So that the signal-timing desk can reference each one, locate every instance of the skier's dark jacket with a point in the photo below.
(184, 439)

◇ ◇ ◇ ◇ ◇ ◇ ◇

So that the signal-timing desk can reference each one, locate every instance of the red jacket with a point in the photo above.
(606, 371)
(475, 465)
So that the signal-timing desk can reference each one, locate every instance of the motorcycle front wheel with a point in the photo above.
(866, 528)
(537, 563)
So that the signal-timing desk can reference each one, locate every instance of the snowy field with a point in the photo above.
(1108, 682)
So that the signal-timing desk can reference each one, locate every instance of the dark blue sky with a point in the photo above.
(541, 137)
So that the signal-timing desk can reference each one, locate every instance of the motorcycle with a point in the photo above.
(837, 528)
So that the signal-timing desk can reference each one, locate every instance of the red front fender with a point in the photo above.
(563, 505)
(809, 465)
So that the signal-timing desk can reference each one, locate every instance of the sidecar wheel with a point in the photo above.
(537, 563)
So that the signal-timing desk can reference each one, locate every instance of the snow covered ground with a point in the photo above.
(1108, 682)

◇ ◇ ◇ ◇ ◇ ◇ ◇

**Required task**: Please pull out every line of the records above that contains the string "wheel". Case counts.

**Task output**:
So that the signal-timing desk can reference each one, locate every instance of the motorcycle front wheel with a point in the photo above.
So that the signal-timing desk can reference each one, locate every instance of the sidecar wheel with a point in the photo above.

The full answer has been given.